→ **Exercise details**: In the entries below, find every line with "black" and copy it.

(Provided records begins)

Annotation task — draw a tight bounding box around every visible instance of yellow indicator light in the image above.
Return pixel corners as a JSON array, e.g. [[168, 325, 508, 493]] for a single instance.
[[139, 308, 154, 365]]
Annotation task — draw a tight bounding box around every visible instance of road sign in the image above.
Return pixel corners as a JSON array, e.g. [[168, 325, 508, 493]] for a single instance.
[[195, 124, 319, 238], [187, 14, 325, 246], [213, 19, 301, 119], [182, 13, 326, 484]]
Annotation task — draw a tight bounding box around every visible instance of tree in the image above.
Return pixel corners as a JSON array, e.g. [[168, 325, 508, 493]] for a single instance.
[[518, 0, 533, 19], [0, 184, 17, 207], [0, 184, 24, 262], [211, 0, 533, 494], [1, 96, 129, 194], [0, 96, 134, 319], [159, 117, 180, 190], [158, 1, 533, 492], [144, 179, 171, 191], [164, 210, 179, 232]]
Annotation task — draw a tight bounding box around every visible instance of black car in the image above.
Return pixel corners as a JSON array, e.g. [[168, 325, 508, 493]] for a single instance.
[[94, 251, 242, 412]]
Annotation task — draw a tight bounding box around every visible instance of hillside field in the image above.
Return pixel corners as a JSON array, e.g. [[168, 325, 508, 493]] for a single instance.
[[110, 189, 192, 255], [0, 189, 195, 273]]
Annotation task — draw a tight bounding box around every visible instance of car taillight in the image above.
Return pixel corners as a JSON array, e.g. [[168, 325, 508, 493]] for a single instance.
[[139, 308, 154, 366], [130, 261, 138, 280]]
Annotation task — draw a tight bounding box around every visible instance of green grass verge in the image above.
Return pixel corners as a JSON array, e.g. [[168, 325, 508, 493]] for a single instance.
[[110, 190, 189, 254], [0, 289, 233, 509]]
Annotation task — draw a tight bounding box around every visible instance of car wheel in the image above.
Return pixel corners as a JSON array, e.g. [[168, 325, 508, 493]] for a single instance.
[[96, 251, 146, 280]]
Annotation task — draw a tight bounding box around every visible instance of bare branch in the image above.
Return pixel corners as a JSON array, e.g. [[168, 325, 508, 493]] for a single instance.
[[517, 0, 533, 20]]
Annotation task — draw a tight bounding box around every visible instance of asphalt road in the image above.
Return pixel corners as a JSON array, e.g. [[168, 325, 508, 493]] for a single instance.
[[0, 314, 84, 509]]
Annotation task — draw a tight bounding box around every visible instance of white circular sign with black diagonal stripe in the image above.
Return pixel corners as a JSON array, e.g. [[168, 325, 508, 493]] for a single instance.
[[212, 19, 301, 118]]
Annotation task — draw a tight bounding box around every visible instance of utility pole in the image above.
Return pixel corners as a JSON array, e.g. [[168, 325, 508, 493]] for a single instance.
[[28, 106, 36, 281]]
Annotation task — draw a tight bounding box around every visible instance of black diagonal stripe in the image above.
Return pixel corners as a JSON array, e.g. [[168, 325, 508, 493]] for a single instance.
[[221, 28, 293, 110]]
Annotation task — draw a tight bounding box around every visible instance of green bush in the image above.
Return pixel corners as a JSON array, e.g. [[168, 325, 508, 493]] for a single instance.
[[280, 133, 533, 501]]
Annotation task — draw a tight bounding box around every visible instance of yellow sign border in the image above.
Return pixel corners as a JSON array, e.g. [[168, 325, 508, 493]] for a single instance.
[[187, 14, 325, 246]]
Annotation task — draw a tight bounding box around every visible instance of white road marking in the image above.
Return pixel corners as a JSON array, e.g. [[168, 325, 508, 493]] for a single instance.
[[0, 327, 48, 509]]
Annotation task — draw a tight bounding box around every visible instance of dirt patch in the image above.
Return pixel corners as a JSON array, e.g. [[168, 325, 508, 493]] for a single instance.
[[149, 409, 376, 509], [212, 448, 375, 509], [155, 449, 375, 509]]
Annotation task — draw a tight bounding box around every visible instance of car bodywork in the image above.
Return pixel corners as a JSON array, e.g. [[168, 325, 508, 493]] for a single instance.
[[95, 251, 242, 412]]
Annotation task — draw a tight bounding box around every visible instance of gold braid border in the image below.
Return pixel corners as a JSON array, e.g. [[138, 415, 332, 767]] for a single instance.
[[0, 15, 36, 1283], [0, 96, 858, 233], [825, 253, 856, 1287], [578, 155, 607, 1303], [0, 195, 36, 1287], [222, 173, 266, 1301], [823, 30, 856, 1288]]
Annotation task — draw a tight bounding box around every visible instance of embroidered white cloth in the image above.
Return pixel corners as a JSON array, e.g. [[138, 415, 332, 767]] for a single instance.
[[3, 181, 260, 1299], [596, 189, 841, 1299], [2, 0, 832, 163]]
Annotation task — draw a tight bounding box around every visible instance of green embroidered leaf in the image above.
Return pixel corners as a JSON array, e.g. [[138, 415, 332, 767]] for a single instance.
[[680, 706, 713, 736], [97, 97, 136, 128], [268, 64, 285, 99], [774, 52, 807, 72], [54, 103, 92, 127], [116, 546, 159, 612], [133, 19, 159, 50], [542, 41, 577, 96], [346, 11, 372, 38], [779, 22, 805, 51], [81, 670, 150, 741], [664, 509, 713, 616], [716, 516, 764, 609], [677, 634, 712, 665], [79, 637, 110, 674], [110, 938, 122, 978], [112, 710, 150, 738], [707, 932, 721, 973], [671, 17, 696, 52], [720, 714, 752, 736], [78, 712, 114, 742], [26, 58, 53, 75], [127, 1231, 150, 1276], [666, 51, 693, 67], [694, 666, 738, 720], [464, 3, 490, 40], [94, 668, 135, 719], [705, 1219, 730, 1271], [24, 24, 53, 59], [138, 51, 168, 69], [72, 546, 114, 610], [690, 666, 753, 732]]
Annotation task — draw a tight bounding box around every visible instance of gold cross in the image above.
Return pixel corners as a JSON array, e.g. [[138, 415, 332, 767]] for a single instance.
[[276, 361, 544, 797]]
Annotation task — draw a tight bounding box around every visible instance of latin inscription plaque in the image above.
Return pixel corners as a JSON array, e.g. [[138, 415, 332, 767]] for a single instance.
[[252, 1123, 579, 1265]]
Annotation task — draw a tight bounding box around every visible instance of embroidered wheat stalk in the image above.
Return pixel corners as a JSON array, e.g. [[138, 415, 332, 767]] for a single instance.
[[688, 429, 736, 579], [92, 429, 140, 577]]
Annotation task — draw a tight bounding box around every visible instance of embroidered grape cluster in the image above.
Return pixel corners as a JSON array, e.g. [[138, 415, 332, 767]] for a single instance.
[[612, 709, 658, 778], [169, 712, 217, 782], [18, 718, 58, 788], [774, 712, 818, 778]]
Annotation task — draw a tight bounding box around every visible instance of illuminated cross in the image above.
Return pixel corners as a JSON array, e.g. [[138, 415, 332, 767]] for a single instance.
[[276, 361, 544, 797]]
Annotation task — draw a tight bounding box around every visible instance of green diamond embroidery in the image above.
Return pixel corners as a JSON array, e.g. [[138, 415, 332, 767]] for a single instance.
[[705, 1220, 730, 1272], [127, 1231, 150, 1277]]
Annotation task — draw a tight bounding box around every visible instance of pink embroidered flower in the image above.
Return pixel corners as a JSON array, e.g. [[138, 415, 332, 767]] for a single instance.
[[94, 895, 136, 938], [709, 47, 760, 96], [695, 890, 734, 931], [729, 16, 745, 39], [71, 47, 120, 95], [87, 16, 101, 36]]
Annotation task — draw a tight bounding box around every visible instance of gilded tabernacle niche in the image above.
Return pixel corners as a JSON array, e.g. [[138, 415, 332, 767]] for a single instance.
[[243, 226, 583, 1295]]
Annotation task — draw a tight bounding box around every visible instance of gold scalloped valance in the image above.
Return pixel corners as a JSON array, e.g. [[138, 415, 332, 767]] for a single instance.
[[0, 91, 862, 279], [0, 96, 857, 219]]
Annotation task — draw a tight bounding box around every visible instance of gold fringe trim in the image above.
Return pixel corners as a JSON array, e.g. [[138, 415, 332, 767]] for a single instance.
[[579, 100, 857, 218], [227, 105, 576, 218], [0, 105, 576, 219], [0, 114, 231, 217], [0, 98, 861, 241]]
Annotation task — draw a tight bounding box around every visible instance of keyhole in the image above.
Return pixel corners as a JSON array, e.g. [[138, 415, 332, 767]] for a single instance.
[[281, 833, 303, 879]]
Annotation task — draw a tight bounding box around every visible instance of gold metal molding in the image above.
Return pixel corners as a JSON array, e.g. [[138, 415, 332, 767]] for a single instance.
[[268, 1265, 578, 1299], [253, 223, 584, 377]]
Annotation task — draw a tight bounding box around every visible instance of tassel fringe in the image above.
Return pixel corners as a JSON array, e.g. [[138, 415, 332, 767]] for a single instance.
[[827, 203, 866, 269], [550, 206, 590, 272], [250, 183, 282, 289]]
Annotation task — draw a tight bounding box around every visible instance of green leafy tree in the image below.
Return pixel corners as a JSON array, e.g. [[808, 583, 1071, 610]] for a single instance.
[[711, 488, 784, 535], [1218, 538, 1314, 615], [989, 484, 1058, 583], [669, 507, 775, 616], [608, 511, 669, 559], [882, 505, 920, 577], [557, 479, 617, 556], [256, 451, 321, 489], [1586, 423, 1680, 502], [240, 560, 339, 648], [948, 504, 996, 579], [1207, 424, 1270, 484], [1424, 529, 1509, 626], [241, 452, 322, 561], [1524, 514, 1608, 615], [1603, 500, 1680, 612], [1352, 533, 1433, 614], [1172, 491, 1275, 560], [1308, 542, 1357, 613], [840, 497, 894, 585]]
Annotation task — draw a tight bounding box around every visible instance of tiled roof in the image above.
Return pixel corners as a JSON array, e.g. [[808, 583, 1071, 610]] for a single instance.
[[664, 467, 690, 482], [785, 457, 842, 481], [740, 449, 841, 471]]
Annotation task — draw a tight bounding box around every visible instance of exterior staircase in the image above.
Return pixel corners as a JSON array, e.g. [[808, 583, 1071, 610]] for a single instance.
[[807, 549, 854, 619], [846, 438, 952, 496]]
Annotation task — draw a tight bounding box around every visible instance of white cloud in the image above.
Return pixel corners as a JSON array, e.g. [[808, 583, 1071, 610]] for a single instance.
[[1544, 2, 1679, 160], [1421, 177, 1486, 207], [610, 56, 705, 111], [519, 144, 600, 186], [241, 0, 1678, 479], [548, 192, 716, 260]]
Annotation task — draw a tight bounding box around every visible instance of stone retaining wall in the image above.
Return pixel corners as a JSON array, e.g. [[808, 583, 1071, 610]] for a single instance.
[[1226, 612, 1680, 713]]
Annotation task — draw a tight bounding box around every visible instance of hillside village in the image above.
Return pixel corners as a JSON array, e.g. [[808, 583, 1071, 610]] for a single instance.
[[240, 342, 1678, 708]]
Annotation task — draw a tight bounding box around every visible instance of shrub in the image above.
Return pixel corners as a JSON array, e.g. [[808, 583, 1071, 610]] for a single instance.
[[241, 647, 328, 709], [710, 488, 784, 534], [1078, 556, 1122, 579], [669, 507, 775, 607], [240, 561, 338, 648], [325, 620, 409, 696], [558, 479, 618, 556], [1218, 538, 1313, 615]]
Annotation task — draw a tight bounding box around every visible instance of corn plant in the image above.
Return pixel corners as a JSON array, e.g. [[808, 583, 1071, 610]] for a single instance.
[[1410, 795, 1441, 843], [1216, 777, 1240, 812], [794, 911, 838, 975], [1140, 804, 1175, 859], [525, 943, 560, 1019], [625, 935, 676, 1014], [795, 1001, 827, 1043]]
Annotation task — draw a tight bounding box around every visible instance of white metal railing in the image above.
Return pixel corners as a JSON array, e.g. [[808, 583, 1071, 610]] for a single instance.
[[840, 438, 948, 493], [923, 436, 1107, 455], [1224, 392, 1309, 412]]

(Provided records ends)

→ **Task solution**:
Annotation task — draw a tight bounding box around every visible instance of black car in the image above.
Annotation task — draw a tight bounding box around every visible instance of white circular sign with black diagonal stripe in the image above.
Annotation task — draw a tight bounding box around every visible instance of black diagonal stripe in the image above.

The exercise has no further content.